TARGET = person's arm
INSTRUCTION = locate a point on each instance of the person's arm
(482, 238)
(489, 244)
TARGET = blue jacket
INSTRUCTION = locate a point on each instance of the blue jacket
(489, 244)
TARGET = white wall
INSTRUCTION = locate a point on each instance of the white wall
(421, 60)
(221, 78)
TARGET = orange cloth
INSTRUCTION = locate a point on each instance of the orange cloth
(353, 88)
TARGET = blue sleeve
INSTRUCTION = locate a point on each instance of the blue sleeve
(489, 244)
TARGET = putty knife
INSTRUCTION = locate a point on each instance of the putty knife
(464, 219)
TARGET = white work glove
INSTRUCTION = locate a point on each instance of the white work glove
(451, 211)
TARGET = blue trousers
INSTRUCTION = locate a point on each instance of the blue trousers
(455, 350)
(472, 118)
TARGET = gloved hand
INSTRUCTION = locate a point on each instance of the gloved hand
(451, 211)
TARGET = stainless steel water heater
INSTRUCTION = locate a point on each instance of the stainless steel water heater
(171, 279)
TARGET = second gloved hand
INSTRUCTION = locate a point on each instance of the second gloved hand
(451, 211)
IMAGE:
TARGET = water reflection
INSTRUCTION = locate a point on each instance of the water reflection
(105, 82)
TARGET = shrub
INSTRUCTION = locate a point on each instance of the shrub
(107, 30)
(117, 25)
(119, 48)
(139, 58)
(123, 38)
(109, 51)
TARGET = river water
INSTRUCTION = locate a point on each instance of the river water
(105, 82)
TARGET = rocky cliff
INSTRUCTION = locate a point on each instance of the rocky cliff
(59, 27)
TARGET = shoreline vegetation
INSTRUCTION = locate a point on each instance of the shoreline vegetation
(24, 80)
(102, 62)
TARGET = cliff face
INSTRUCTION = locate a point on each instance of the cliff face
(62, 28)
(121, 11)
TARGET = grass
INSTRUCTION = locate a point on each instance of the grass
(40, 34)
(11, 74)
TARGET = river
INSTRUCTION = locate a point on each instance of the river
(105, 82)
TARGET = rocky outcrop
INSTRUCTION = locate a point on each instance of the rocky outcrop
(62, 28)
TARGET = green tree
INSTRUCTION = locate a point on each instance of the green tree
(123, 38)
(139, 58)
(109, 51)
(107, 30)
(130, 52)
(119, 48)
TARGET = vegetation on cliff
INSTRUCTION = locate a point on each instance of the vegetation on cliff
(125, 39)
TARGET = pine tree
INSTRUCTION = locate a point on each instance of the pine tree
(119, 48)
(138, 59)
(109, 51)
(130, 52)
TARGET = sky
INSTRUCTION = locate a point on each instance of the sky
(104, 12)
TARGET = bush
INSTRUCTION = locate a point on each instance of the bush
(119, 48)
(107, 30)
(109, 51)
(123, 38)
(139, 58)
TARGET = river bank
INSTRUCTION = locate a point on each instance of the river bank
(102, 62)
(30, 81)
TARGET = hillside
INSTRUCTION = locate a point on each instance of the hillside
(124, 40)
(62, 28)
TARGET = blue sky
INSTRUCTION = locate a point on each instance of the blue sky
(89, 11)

———

▸ Exercise details
The whole listing above needs to be reproduced exactly.

▸ Written answer
TARGET = person's arm
INSTRUCTION = locate a point on each instance of the person's arm
(482, 238)
(489, 244)
TARGET = blue jacket
INSTRUCTION = locate a point on each instance of the blue jacket
(489, 244)
TARGET = white wall
INSTRUCTION = locate a point on each instance of the white wall
(421, 60)
(221, 78)
TARGET = orange cloth
INSTRUCTION = locate a point on each instance of the orange cloth
(353, 88)
TARGET = blue sleeve
INSTRUCTION = locate a point on each instance of the blue sleeve
(489, 244)
TARGET = putty knife
INSTRUCTION = locate a point on each instance of the putty knife
(464, 219)
TARGET = white work glove
INSTRUCTION = locate a point on each instance of the white work glove
(451, 211)
TARGET = blue trousers
INSTRUCTION = locate a point on each instance of the blue trousers
(455, 350)
(472, 118)
TARGET = gloved hand
INSTRUCTION = locate a point on each instance of the gloved hand
(451, 211)
TARGET = stainless steel water heater
INSTRUCTION = locate a point on each instance of the stainless steel water heater
(171, 279)
TARGET = second gloved hand
INSTRUCTION = locate a point on each instance of the second gloved hand
(451, 211)
IMAGE:
TARGET = water reflection
INSTRUCTION = locate a point on each instance of the water reflection
(105, 82)
TARGET = shrub
INSTRUCTION = locate a point on each instance of the shrub
(107, 30)
(117, 25)
(119, 48)
(139, 58)
(123, 38)
(109, 51)
TARGET = river water
INSTRUCTION = locate a point on each instance of the river water
(105, 82)
TARGET = rocky cliff
INSTRUCTION = locate a point on each instance of the rocky cliff
(59, 27)
TARGET = shoreline vegetation
INSTRUCTION = locate a point on each instance of the shoreline vegetation
(24, 80)
(102, 62)
TARGET = cliff face
INSTRUCTION = locate a point on each instance of the cliff face
(62, 28)
(121, 11)
TARGET = grass
INSTRUCTION = locate a point on each instance of the grass
(40, 34)
(11, 74)
TARGET = river
INSTRUCTION = locate a point on each instance of the river
(105, 82)
TARGET = rocky outcrop
INSTRUCTION = locate a point on each instance of the rocky outcrop
(62, 28)
TARGET = green tree
INSTRUCTION = locate a point on each instance of the green tree
(123, 38)
(139, 58)
(109, 51)
(107, 30)
(130, 52)
(119, 48)
TARGET = vegetation on cliff
INSTRUCTION = locate a point on each instance of the vegetation on cliff
(125, 39)
TARGET = pine tree
INSTRUCTION = locate a point on each instance of the pine tree
(119, 48)
(138, 59)
(109, 51)
(130, 52)
TARGET = sky
INSTRUCTION = locate a point on each instance of the sky
(104, 12)
TARGET = bush
INSTRUCTION = locate a point on each instance of the bush
(119, 48)
(107, 30)
(109, 51)
(123, 38)
(139, 58)
TARGET = river bank
INSTRUCTION = locate a point on each instance of the river bank
(102, 62)
(30, 81)
TARGET = hillside
INSTRUCTION = locate a point on each instance of the hillside
(124, 40)
(62, 28)
TARGET = blue sky
INSTRUCTION = locate a point on each instance of the blue sky
(89, 11)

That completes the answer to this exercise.